収集したデータ:

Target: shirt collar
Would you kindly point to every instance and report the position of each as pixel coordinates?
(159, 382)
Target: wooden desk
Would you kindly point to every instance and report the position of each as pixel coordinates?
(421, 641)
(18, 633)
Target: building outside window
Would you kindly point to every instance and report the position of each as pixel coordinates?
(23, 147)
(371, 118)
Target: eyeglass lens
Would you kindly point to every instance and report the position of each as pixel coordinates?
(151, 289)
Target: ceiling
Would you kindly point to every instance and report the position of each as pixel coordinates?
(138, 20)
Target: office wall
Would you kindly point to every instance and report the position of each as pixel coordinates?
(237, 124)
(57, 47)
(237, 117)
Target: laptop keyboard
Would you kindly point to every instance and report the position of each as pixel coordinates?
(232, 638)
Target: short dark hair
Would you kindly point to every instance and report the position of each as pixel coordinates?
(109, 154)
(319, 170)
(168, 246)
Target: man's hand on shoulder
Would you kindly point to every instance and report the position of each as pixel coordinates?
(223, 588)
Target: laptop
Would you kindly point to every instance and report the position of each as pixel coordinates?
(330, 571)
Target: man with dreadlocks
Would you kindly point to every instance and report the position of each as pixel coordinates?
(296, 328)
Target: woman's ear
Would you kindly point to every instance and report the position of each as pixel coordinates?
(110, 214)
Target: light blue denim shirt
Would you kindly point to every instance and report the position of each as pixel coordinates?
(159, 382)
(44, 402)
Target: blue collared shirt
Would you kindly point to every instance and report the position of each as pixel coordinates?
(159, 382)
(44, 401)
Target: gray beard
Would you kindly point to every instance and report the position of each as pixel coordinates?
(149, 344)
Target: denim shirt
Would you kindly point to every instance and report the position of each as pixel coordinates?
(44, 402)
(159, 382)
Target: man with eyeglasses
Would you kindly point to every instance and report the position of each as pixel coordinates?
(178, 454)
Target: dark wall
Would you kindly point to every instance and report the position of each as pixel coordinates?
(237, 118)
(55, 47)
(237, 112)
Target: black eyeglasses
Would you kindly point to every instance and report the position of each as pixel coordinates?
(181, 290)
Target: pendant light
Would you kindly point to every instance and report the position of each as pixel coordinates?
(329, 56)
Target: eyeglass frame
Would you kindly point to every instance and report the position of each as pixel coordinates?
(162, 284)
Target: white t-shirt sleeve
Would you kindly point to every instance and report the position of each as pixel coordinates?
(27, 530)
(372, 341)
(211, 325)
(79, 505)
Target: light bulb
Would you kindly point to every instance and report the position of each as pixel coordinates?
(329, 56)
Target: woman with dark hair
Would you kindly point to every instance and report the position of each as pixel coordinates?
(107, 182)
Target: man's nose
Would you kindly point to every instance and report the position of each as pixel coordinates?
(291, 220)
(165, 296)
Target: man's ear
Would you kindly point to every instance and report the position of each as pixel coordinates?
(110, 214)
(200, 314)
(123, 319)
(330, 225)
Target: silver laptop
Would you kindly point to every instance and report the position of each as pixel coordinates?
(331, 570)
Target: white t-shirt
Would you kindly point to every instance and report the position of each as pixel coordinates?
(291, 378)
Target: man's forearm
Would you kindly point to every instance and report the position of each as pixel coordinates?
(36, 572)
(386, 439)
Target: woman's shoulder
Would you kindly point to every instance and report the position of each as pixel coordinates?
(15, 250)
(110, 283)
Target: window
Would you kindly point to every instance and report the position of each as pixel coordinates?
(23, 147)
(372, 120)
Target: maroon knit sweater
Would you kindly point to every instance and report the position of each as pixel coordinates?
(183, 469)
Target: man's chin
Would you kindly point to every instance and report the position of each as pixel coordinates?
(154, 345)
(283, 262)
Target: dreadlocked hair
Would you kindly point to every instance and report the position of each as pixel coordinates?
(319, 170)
==
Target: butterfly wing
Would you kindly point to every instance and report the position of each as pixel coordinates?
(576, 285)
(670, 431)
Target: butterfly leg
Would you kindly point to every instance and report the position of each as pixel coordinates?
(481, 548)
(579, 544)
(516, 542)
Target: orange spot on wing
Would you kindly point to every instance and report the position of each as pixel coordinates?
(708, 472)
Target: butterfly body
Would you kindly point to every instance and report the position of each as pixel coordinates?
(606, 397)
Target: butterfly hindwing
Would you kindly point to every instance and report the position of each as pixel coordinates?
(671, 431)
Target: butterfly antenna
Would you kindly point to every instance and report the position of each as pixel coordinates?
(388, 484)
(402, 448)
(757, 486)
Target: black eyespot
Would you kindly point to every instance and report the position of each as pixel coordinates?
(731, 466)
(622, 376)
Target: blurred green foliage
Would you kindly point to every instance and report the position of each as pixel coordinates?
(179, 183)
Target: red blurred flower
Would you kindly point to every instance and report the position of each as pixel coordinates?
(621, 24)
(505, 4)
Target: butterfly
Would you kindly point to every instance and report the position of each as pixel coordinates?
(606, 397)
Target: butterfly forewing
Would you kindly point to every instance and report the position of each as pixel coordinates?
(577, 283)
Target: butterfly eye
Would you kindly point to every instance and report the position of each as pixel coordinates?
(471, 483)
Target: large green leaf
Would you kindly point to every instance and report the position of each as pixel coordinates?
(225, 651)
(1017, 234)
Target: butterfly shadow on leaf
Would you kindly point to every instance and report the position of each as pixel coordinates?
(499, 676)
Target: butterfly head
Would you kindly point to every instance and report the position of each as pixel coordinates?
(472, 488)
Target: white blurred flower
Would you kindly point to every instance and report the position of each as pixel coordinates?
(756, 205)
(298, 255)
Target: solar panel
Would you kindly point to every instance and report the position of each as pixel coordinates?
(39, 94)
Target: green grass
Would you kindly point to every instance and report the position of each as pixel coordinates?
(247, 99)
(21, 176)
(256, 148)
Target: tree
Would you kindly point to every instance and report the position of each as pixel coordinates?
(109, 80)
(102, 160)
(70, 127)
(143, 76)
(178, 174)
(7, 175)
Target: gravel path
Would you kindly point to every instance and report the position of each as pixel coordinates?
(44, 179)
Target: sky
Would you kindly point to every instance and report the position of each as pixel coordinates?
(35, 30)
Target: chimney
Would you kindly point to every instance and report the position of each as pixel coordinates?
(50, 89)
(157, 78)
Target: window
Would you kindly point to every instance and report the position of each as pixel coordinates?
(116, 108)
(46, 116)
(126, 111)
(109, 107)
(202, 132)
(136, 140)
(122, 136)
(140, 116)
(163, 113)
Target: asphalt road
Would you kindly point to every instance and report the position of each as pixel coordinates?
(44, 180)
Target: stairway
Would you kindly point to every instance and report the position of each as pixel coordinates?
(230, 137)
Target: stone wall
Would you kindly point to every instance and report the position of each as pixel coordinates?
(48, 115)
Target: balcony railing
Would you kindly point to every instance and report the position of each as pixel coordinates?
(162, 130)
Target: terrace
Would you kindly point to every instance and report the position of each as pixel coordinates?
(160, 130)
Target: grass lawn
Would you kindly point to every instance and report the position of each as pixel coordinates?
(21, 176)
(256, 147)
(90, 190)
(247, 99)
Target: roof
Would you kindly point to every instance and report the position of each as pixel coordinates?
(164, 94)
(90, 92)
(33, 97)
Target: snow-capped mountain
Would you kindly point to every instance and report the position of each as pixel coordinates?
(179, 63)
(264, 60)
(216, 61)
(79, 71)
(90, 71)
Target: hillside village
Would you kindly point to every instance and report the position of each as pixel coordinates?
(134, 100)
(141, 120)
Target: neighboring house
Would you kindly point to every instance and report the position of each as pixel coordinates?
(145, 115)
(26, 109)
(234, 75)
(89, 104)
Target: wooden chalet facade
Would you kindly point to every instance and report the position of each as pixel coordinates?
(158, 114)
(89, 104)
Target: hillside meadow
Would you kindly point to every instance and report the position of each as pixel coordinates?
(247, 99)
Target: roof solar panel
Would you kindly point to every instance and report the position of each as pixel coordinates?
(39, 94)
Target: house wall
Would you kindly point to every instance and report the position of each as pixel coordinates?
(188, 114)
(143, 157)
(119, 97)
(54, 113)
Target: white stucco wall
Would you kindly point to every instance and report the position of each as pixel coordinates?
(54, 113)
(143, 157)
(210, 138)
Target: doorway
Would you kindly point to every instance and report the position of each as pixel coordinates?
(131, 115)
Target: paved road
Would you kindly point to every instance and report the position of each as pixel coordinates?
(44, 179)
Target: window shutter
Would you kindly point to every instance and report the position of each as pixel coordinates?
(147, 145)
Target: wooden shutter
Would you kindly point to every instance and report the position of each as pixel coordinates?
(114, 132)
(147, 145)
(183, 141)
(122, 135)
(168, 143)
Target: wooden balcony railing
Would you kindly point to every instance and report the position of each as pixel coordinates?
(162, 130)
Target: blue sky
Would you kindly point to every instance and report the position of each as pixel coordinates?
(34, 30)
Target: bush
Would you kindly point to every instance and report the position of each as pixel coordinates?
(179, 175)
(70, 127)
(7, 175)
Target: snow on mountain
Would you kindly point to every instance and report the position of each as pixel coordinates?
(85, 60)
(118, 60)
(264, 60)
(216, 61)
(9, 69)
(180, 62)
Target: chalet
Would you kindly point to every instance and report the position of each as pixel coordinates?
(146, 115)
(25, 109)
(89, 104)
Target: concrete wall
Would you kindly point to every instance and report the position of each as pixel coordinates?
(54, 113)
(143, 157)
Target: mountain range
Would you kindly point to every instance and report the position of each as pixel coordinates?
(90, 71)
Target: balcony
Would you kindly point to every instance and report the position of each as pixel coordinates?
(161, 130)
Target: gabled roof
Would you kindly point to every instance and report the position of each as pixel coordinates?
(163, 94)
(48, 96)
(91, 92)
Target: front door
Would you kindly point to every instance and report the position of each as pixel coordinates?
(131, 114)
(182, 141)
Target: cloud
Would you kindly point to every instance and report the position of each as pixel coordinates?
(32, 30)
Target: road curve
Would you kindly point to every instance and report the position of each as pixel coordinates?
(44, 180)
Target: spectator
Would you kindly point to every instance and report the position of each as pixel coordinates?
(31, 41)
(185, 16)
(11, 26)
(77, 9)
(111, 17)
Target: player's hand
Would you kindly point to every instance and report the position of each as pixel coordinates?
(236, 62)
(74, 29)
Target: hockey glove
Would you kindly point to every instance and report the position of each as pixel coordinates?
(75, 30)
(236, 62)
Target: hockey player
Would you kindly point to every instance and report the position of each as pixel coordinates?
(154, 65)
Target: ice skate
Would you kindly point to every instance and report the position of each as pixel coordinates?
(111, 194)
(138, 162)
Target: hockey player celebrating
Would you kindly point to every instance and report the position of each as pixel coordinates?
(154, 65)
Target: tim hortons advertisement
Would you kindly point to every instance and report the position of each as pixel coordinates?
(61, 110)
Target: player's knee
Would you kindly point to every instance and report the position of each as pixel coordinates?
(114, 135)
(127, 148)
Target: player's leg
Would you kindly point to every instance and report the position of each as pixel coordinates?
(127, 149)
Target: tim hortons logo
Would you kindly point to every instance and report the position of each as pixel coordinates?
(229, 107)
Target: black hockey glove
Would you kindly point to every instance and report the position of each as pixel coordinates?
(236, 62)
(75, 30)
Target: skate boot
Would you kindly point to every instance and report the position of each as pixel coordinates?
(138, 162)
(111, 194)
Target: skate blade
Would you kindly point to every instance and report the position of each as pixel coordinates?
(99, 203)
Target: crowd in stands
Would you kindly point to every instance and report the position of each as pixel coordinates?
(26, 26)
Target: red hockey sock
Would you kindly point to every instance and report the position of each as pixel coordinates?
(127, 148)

やること.
上のエントリのうち「chalet」という文字列を含む行を数え、その数だけを答えよ。

出力結果.
2